### [Provided text]
As you plan your retirement future, consider your options for long-term care. In-home or nursing home care can be expensive. But certain financial products can help. Asset based long term care insurance combines long-term coverage with life insurance. Here’s how asset based long-term care works.
Asset Based Long Term Care Definition
Asset based long term care insurance is a life insurance policy or an Annuity contract. It allows you to leverage your death benefit to pay for nursing care costs. Normally, life insurance pays a death benefit to your beneficiaries when you pass away. This money can then be used to pay for funeral and burial expenses. Also, it can cover day-to-day living expenses for your loved ones, wipe out debts, or meet other financial needs.
With an asset based long term care policy, you can accelerate your death benefit payout. You can tap into benefits from the policy to pay for long-term care if the need arises. But let’s assume that you stay healthy and don’t require long-term care. In that case, the entirety of the death benefit could be paid out to your beneficiaries after your death.
This is both similar to and different from a life insurance policy that includes a long-term care rider. With this option, you essentially have two policies in one. One part pays out benefits for long-term care during your lifetime. The other pays out a death benefit. In that case, you buy a life insurance policy first and add the long-term care rider as a secondary benefit. Asset-based long-term care insurance pays benefits for long-term care first and death benefits second.
How Asset Based Long Term Care Insurance Works
When you purchase asset based long-term care insurance, you’re buying either permanent life insurance or an annuity. The latter is also an insurance contract. A permanent insurance policy is whole life insurance. It covers you until your death as long as premiums are paid. Whole life insurance can accumulate cash value over time. The money you pay in premiums earns interest.

### [Supplied data]
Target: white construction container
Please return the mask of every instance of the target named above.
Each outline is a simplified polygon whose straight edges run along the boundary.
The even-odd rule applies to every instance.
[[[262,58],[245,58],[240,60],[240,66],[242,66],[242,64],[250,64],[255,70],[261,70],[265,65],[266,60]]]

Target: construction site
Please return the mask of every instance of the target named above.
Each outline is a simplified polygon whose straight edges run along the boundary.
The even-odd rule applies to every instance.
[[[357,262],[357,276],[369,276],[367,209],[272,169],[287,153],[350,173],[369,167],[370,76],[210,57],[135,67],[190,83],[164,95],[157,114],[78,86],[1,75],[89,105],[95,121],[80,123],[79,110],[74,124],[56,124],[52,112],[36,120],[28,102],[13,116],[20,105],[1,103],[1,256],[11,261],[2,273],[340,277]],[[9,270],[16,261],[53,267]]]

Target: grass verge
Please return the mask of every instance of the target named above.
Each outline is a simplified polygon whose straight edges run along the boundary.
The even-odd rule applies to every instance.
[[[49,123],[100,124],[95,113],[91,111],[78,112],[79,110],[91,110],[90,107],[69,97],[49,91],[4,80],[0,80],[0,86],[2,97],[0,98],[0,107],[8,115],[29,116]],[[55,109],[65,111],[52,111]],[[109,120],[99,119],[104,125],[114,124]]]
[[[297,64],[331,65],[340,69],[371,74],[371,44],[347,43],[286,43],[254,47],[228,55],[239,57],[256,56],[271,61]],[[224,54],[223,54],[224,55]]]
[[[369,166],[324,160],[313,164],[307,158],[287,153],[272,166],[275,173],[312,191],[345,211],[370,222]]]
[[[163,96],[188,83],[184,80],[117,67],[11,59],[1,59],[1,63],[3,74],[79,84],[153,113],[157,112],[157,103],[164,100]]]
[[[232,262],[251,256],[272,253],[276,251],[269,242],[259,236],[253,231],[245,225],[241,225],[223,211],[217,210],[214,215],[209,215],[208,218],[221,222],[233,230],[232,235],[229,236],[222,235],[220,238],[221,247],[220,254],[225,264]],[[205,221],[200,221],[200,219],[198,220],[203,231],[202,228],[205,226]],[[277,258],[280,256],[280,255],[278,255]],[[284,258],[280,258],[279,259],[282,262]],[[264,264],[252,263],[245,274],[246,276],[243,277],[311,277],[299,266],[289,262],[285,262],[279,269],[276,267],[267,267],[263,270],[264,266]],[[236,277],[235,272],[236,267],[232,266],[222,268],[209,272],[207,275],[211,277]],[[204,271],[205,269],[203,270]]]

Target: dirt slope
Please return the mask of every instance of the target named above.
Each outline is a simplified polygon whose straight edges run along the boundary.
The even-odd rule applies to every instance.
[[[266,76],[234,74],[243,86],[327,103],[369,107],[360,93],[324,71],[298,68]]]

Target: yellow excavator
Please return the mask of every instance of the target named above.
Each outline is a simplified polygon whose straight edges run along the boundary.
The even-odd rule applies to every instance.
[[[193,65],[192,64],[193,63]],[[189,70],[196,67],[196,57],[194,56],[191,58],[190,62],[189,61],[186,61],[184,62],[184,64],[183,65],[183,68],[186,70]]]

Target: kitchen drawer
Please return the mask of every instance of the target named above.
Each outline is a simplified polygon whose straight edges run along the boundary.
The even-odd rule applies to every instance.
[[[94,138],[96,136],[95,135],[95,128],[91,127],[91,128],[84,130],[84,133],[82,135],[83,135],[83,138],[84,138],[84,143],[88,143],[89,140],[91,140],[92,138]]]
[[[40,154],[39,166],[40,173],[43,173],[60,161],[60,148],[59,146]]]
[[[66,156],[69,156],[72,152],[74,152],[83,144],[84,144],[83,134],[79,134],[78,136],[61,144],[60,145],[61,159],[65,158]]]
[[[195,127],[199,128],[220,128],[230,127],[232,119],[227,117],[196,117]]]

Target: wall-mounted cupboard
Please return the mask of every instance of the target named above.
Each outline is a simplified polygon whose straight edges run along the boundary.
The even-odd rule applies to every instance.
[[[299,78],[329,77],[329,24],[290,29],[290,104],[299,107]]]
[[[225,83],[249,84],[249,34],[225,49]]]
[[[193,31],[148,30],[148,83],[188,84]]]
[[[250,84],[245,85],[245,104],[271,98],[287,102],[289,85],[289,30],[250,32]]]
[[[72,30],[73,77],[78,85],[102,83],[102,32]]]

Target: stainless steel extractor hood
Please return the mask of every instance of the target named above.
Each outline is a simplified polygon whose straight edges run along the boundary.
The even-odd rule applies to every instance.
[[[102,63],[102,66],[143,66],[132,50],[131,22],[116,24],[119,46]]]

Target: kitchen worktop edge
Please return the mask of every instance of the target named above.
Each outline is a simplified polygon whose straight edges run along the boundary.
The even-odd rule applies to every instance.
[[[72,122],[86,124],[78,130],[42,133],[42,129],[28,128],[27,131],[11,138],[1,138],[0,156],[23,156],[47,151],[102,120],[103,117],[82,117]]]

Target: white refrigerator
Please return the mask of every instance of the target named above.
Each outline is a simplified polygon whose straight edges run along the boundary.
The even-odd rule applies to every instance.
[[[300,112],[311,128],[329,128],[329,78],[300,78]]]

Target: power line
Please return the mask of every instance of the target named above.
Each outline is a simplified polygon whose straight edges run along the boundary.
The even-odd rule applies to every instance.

...

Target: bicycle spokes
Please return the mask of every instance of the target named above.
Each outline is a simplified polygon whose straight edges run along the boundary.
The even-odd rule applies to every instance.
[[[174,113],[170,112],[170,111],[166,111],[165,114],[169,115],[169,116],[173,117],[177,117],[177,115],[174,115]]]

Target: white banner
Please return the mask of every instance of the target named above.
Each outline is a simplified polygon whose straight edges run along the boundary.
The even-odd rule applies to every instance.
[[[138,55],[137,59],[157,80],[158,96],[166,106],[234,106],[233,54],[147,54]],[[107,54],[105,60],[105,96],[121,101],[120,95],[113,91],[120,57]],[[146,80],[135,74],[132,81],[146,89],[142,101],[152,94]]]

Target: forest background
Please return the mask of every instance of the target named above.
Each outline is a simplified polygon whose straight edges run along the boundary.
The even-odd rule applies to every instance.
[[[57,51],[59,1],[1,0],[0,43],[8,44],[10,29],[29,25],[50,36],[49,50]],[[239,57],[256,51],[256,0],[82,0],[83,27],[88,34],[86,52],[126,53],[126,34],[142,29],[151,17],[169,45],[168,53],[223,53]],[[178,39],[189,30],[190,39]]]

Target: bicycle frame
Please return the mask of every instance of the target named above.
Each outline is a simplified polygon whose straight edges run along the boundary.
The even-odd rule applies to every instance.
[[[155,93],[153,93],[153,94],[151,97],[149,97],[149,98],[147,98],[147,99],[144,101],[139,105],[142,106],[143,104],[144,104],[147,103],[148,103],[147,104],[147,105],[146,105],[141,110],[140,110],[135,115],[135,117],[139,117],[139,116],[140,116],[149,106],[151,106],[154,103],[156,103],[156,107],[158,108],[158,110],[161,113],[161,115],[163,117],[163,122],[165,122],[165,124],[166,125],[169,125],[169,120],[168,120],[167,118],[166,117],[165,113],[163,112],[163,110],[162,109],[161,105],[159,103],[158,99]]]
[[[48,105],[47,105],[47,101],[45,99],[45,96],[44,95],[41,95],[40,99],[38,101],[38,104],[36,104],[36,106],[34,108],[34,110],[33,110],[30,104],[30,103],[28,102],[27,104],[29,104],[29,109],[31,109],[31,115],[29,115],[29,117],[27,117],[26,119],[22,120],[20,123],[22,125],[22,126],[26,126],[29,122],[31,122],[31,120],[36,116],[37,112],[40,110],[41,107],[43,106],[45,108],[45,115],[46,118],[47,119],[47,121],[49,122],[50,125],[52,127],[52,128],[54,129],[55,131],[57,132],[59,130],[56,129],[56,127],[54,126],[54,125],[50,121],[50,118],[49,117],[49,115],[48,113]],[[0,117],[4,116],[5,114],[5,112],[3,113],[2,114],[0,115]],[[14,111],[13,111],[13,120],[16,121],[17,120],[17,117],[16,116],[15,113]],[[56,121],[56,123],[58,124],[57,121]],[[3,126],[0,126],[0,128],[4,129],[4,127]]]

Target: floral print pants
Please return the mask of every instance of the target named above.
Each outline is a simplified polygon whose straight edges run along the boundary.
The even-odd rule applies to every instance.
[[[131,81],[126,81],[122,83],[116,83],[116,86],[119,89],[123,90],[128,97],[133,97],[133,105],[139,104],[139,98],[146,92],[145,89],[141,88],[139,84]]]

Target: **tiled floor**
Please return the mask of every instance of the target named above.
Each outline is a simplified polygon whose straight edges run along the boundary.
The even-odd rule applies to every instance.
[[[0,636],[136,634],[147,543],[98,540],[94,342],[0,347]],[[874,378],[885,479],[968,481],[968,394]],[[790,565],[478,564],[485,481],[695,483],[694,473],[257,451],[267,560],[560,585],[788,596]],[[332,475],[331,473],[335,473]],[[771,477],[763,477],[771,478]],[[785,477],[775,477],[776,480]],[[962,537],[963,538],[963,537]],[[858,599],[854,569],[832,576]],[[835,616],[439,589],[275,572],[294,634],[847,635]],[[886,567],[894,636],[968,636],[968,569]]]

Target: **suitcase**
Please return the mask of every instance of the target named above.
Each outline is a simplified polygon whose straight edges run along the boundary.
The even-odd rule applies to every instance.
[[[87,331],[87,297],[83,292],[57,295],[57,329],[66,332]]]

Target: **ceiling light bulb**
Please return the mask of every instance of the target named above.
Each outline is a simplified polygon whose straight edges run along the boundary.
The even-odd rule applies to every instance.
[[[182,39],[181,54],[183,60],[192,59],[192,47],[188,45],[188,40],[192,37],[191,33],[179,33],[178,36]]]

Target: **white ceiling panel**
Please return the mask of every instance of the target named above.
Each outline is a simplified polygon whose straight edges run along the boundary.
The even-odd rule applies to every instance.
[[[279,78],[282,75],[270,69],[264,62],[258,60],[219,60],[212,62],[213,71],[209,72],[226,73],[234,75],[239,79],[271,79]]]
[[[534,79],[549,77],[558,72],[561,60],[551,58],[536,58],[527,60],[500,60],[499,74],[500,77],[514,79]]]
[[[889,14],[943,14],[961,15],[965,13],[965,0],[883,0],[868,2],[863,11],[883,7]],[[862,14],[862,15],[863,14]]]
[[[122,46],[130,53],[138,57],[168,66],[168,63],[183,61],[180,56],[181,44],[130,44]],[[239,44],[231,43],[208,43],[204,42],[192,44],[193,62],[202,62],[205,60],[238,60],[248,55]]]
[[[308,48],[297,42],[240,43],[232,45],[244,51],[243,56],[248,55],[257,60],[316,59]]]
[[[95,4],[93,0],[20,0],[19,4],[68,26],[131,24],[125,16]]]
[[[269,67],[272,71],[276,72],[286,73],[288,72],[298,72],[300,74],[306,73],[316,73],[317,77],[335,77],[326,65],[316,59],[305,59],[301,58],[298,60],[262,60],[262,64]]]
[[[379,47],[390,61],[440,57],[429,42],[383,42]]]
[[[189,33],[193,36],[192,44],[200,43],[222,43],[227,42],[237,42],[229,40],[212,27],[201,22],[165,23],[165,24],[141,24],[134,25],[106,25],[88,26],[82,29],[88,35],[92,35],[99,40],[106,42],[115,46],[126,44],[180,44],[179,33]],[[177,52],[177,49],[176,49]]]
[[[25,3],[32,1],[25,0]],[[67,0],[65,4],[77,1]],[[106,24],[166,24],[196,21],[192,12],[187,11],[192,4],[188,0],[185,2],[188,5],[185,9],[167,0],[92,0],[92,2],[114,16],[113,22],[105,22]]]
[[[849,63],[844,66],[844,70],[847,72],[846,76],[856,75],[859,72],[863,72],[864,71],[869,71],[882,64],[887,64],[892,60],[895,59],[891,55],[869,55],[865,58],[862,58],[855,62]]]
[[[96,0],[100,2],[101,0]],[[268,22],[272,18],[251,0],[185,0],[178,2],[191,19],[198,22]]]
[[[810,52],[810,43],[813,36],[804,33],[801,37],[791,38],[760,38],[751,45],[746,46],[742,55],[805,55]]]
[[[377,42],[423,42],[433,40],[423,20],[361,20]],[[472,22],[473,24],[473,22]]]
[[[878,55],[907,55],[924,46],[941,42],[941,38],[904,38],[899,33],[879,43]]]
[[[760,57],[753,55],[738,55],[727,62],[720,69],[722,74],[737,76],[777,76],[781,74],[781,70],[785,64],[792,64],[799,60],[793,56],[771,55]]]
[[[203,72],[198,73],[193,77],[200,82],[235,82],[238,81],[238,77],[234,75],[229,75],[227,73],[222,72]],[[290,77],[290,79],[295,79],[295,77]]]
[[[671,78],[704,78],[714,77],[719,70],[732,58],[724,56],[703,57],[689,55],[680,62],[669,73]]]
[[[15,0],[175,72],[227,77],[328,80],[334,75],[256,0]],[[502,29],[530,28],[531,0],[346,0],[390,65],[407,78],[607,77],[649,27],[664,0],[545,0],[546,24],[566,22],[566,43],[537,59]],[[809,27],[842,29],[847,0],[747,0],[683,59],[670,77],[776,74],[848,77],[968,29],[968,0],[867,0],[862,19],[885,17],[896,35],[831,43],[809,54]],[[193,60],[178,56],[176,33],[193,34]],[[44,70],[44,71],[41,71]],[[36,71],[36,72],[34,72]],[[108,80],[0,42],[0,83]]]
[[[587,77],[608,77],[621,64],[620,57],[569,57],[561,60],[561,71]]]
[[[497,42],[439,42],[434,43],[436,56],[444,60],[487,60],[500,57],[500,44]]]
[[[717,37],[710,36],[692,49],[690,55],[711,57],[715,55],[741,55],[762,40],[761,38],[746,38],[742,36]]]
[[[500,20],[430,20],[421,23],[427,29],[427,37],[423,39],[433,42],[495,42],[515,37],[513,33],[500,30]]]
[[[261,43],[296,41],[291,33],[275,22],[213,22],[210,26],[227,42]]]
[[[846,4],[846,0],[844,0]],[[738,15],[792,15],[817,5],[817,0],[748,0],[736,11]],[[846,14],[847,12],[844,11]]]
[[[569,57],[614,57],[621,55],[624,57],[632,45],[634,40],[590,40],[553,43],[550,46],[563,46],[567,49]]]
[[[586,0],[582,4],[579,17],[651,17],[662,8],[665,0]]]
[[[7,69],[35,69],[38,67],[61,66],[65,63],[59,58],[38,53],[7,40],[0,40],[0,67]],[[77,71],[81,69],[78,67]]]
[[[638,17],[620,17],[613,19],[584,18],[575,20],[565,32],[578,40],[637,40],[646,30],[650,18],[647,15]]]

### [Set of tasks]
a: Please rewrite the long-term care text from "As you plan" to "other financial needs.", swapping "beneficiaries" for "heirs".
b: Answer these from the long-term care text:
(i) What does asset based long term care insurance combine long-term coverage with?
(ii) Which benefits does asset-based long-term care insurance pay first?
(iii) What kind of insurance is a permanent insurance policy?

### [Responses in order]
a:
As you plan your retirement future, consider your options for long-term care. In-home or nursing home care can be expensive. But certain financial products can help. Asset based long term care insurance combines long-term coverage with life insurance. Here’s how asset based long-term care works.
Asset Based Long Term Care Definition
Asset based long term care insurance is a life insurance policy or an Annuity contract. It allows you to leverage your death benefit to pay for nursing care costs. Normally, life insurance pays a death benefit to your heirs when you pass away. This money can then be used to pay for funeral and burial expenses. Also, it can cover day-to-day living expenses for your loved ones, wipe out debts, or meet other financial needs.

b:
(i) Life insurance.
(ii) Benefits for long-term care, with death benefits second.
(iii) Whole life insurance.